DIRECTIONS: State how many lines below contain the string "query", counting only exact-case matches, and give only the number.

(Excerpts of bounding box data)

════════════════════

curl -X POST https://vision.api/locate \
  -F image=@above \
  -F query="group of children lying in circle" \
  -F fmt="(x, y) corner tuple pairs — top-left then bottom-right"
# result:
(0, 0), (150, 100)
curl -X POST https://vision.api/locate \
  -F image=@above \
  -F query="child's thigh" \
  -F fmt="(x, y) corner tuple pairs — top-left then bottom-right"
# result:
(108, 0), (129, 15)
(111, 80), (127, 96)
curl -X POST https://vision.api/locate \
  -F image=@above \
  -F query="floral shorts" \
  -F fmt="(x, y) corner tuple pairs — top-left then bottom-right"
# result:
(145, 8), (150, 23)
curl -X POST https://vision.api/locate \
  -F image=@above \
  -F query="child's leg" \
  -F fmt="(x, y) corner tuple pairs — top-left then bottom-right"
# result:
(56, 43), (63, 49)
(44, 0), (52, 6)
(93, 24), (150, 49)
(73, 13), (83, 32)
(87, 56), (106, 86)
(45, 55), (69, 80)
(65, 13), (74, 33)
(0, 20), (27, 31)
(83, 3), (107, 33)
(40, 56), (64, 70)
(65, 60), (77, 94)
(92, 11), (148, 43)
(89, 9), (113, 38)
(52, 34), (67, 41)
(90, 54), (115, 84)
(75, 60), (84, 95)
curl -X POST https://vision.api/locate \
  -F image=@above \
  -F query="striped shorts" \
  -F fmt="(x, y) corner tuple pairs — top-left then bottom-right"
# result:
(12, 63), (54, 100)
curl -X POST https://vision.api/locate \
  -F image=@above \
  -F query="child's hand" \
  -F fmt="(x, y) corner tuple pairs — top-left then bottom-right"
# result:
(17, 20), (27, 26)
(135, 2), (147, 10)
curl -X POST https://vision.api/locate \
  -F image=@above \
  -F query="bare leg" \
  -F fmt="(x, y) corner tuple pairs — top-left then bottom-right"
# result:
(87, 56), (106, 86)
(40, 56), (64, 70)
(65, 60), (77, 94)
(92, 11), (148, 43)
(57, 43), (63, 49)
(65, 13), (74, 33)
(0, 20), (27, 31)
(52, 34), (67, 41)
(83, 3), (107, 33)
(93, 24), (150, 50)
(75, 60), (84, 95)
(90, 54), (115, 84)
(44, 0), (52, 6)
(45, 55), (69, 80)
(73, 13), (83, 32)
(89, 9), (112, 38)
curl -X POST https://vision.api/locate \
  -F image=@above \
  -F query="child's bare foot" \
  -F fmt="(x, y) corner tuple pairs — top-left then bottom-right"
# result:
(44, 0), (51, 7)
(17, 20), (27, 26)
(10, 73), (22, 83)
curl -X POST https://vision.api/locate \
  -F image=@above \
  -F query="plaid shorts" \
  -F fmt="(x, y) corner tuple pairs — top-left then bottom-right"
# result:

════════════════════

OUTPUT: 9